• **Extract**
■ ■ ■ ■ ■
Do you think it's a good idea to require the lender to sell the property at retail? It seems like it's a good idea on the one hand (protecting the borrower from unfair practices), but on the other hand, doesn't it sort of force the lender into the retail car sales business? Most lenders just want to lend money, not sell cars.


----------



## Twenty five ought six (Jan 8, 2009)

> Do you think it's a good idea to require the lender to sell the property at retail?



It's not really my idea.  The sale of automobiles and the security interests in them are covered by the UCC. The UCC requires that collateral which is repossessed through a self help repossession, as opposed to a judicially approved repossession, be sold in a "commercially reasonable  manner."  The idea is that the deficiencies are to be minimized and the debtor protected by making sure that the collateral brings as much as possible to reduce the principal of the debt.  Georgia is in a definite minority in defining a wholesale auction as "commercially reasonable."

It's true that most lenders don't want to be in the car business any more than they want to be in the real estate business.  Sometimes though, that's just the way the cookie crumbles.

You have to remember that the lender has other remedies.  It can do a judicial foreclosure, in which the car is seized by the High Sheriff and disposed of by public auction, and there is no issue of commercial reasonableness.  This procedure may actually have some merits for the lender, because a separate action for a deficiency judgment need not filed.

Likewise, the lender is always free to accelerate the balance, and sue on the underlying note/contract.  The lender is under no legal obligation to seek satisfaction from the collateral.  This little factoid comes as a surprise to debtors who have trashed the collateral and think the lender has to go through the motions of recovering the collateral before seeking a judgment.  Actually there are a lot of lenders who don't realize this.   Given all the costs and delay in doing a repo (and contrary to what some posters have asserted, those costs (except for some legal ones) are a out of pocket dead loss), if the collateral has minimum value, it is more prudent for the lender to just go ahead and sue for the entire balance.  It's just that lenders feel that it's a moral outrage to let someone keep a piece of collateral without paying for it.  It's an interesting conversation to have with a banker.


----------



## germag (Jan 8, 2009)

Twenty five ought six said:


> It's not really my idea.  The sale of automobiles and the security interests in them are covered by the UCC. The UCC requires that collateral which is repossessed through a self help repossession, as opposed to a judicially approved repossession, be sold in a "commercially reasonable  manner."  The idea is that the deficiencies are to be minimized and the debtor protected by making sure that the collateral brings as much as possible to reduce the principal of the debt.  Georgia is in a definite minority in defining a wholesale auction as "commercially reasonable."
> 
> It's true that most lenders don't want to be in the car business any more than they want to be in the real estate business.  Sometimes though, that's just the way the cookie crumbles.
> 
> ...



I understand it's not your idea.....

I was just asking your opinion. I have no direct interest in this because I don't lend money, repossess cars, or have any in danger of being repossessed....it's just interesting to me.

I also watch that Repo show on TV sometimes..... I know, I know....sometimes it's pretty funny, though. The other day they actually repo'ed a 1993 Metro Tracker from a pizza delivery guy . He tried to ride away on top of the car slinging pizzas everywhere.....that _had_ to be staged at least to some extent....nobody is really that stupid. Every once in a while they hose somebody down with pepper spray or someone pulls a gun on them.....I guess I should really find something better to do with that time, come to think of it.
■ ■ ■ ■ ■
• **Written task A**
Decide whether each statement below agrees with the repossession thread, answering yes or no and quoting the words of the thread that settle it. (i) Georgia is among most states in treating a wholesale auction as commercially reasonable. (ii) A lender is legally required to seek satisfaction from the collateral before suing on the note. (iii) The participant germag has no direct interest in the matter.
• **Written task B**
Summarize the repossession thread in two sentences.
• **Written task C**
Carry the repossession thread forward from its final sentence.

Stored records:
■ ■ ■ ■ ■
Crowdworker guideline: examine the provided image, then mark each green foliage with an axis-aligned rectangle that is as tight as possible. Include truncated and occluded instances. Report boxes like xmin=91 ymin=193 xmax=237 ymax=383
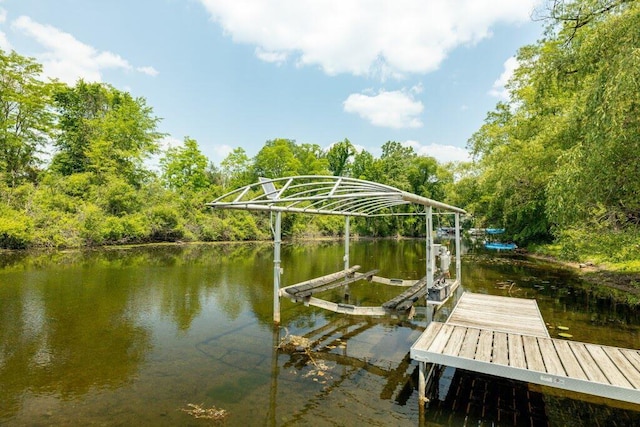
xmin=220 ymin=147 xmax=255 ymax=189
xmin=0 ymin=49 xmax=53 ymax=187
xmin=51 ymin=80 xmax=162 ymax=186
xmin=253 ymin=139 xmax=302 ymax=178
xmin=160 ymin=137 xmax=210 ymax=191
xmin=0 ymin=207 xmax=33 ymax=249
xmin=464 ymin=0 xmax=640 ymax=247
xmin=326 ymin=138 xmax=356 ymax=176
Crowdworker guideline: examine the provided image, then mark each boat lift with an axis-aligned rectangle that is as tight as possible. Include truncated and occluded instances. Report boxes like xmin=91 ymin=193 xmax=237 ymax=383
xmin=207 ymin=175 xmax=466 ymax=324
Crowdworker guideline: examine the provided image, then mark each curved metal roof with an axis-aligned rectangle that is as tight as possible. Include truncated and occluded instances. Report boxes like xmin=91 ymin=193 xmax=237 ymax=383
xmin=207 ymin=175 xmax=466 ymax=216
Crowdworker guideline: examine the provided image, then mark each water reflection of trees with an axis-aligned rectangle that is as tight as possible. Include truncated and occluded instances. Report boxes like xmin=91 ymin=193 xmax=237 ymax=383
xmin=0 ymin=268 xmax=150 ymax=417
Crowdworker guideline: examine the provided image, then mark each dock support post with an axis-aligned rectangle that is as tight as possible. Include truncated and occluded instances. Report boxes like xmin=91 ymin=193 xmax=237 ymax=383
xmin=418 ymin=362 xmax=427 ymax=408
xmin=273 ymin=212 xmax=282 ymax=325
xmin=427 ymin=206 xmax=435 ymax=290
xmin=344 ymin=216 xmax=350 ymax=270
xmin=455 ymin=213 xmax=462 ymax=285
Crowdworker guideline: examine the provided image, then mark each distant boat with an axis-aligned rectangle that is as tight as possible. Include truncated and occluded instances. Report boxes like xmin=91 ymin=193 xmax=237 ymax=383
xmin=484 ymin=242 xmax=518 ymax=251
xmin=485 ymin=228 xmax=505 ymax=234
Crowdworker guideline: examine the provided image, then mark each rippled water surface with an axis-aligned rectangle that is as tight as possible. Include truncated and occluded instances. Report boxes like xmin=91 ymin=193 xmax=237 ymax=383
xmin=0 ymin=241 xmax=640 ymax=426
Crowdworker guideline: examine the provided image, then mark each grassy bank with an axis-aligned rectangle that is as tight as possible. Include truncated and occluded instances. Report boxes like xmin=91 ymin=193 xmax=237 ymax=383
xmin=528 ymin=229 xmax=640 ymax=306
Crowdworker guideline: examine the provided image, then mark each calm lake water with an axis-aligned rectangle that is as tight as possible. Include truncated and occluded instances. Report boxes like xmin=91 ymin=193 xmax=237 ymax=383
xmin=0 ymin=240 xmax=640 ymax=426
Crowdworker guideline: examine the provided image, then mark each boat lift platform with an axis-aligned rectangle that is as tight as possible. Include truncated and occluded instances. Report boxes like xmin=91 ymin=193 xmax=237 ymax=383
xmin=410 ymin=292 xmax=640 ymax=405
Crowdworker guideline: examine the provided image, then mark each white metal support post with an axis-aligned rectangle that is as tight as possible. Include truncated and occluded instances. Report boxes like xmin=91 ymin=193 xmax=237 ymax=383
xmin=456 ymin=213 xmax=462 ymax=285
xmin=344 ymin=216 xmax=350 ymax=270
xmin=273 ymin=212 xmax=282 ymax=325
xmin=427 ymin=206 xmax=435 ymax=290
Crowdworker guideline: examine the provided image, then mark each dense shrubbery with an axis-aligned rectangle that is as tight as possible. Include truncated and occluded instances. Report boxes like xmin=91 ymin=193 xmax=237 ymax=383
xmin=0 ymin=51 xmax=452 ymax=249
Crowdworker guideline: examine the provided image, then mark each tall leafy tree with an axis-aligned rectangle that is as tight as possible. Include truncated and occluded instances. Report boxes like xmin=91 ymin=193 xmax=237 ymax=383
xmin=0 ymin=50 xmax=54 ymax=187
xmin=160 ymin=137 xmax=210 ymax=192
xmin=220 ymin=147 xmax=254 ymax=188
xmin=327 ymin=138 xmax=356 ymax=176
xmin=52 ymin=80 xmax=162 ymax=185
xmin=293 ymin=144 xmax=329 ymax=175
xmin=253 ymin=138 xmax=302 ymax=178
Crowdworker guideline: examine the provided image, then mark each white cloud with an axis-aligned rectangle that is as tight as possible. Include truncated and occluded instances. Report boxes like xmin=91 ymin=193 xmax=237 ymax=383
xmin=489 ymin=56 xmax=520 ymax=101
xmin=213 ymin=144 xmax=233 ymax=160
xmin=200 ymin=0 xmax=541 ymax=78
xmin=404 ymin=141 xmax=471 ymax=163
xmin=256 ymin=47 xmax=287 ymax=64
xmin=0 ymin=7 xmax=13 ymax=52
xmin=136 ymin=66 xmax=159 ymax=77
xmin=343 ymin=90 xmax=424 ymax=129
xmin=12 ymin=16 xmax=157 ymax=84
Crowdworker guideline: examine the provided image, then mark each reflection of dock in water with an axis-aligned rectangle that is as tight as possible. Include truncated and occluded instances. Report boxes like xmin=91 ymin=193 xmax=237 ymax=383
xmin=411 ymin=293 xmax=640 ymax=404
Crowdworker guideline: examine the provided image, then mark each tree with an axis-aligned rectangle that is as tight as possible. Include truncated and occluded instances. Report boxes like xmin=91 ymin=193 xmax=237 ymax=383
xmin=0 ymin=50 xmax=53 ymax=187
xmin=253 ymin=138 xmax=302 ymax=178
xmin=51 ymin=80 xmax=162 ymax=186
xmin=327 ymin=138 xmax=356 ymax=176
xmin=293 ymin=144 xmax=329 ymax=175
xmin=220 ymin=147 xmax=255 ymax=189
xmin=380 ymin=141 xmax=416 ymax=190
xmin=160 ymin=137 xmax=210 ymax=192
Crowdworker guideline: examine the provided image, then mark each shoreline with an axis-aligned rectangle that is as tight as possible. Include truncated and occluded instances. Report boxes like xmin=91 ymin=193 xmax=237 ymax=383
xmin=524 ymin=253 xmax=640 ymax=306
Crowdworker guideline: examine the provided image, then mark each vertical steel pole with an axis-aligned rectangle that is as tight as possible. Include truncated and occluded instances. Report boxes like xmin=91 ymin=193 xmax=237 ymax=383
xmin=418 ymin=362 xmax=427 ymax=406
xmin=273 ymin=212 xmax=282 ymax=325
xmin=344 ymin=216 xmax=350 ymax=270
xmin=427 ymin=206 xmax=435 ymax=290
xmin=455 ymin=213 xmax=462 ymax=285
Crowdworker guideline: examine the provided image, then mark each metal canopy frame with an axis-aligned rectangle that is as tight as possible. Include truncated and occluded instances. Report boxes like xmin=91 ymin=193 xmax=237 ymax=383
xmin=207 ymin=175 xmax=466 ymax=217
xmin=207 ymin=175 xmax=466 ymax=324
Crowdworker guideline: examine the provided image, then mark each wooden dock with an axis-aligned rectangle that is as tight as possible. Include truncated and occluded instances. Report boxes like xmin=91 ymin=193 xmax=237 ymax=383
xmin=411 ymin=293 xmax=640 ymax=404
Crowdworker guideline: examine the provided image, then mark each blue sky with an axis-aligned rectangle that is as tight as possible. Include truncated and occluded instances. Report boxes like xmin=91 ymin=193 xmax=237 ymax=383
xmin=0 ymin=0 xmax=542 ymax=165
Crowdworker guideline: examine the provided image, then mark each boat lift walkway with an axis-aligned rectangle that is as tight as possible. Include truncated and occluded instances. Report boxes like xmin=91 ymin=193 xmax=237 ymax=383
xmin=207 ymin=175 xmax=466 ymax=324
xmin=410 ymin=292 xmax=640 ymax=404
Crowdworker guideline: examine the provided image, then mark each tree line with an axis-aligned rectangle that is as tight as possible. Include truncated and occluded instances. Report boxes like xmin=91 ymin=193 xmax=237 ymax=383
xmin=456 ymin=0 xmax=640 ymax=261
xmin=0 ymin=52 xmax=453 ymax=249
xmin=0 ymin=0 xmax=640 ymax=268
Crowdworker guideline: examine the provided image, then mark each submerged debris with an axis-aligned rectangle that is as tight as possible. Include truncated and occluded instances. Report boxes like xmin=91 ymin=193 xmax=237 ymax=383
xmin=277 ymin=328 xmax=313 ymax=353
xmin=181 ymin=403 xmax=229 ymax=421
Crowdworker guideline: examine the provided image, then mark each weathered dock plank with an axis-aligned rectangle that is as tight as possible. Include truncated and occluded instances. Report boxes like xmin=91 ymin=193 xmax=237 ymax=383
xmin=411 ymin=294 xmax=640 ymax=405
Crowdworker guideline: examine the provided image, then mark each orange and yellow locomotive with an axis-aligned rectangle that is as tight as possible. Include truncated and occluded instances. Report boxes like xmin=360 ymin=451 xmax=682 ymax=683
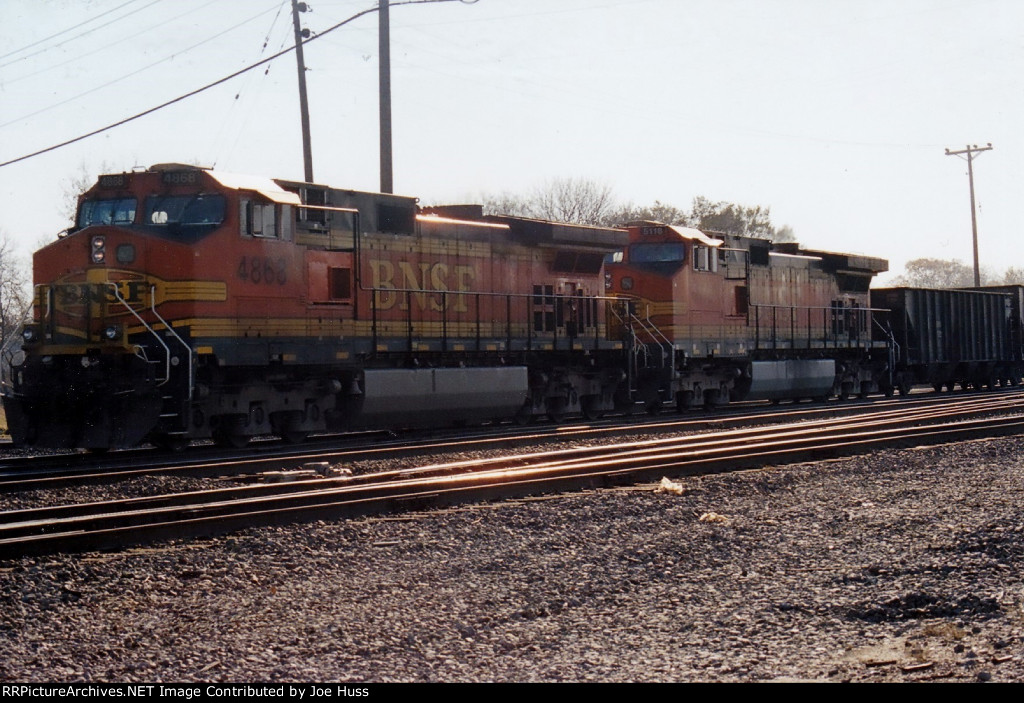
xmin=4 ymin=164 xmax=891 ymax=449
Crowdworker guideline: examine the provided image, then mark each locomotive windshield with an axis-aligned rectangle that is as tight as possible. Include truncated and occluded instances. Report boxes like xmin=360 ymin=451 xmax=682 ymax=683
xmin=142 ymin=193 xmax=224 ymax=237
xmin=630 ymin=241 xmax=686 ymax=264
xmin=78 ymin=197 xmax=136 ymax=228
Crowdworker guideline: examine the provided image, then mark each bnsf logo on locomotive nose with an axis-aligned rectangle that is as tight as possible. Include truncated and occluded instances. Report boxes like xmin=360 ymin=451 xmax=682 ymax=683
■ ■ ■ ■ ■
• **Final result A**
(i) No: "Georgia is in a definite minority in defining a wholesale auction as "commercially reasonable.""
(ii) No: "The lender is under no legal obligation to seek satisfaction from the collateral."
(iii) Yes: "I have no direct interest in this because I don't lend money, repossess cars, or have any in danger of being repossessed"

• **Final result B**
A participant asks whether lenders should be required to sell repossessed cars at retail, and another replies that the UCC requires collateral taken through self-help repossession to be sold in a commercially reasonable manner, adding that a lender may instead pursue judicial foreclosure or sue on the underlying note. The first participant explains that the question only sought an opinion, as he has no direct interest in the matter, and mentions sometimes watching a repossession show on TV.

• **Final result C**
That Matt guy is a muscle-bound moron, by the way. One of these days he's going to meet up with someone that's going to make a pink foamy spot on the sidewalk out of him.


----------



## greasemnky20 (Jan 8, 2009)

*Yeah that deficiency ain't right.*

My little brother bought a 2002 Kia from a dealership for somewhere around $6500.  Then when my stepdad passed away last year, my family fell on hard times, and he lost his job.  He notified the company, and told them that he was going to make things right and they said they would work with him to help him keep his car.  Well about 2 months later he found a job and called to say he could pay again, and they said good we need 2 months payment plus a 1 month retainer payment so this doesnt happen again.  Needless to say he couldnt swing that, and they said thats fine we are coming to get the car.  He had already paid them over $2000 in payments.  When they came and got it he just went on living, about a month later they sent him a bill from a collection agency, who unlawfully contacted his employer about garnishment of his wages for $9000  on a $6500 car.  The deficiency is there so if you have something as devastating as a repo happen to you, you wont be able to get up from it.  My 21 year old little brother may have to go bankrupt from this crap.


----------



## mossyback8874 (Jan 8, 2009)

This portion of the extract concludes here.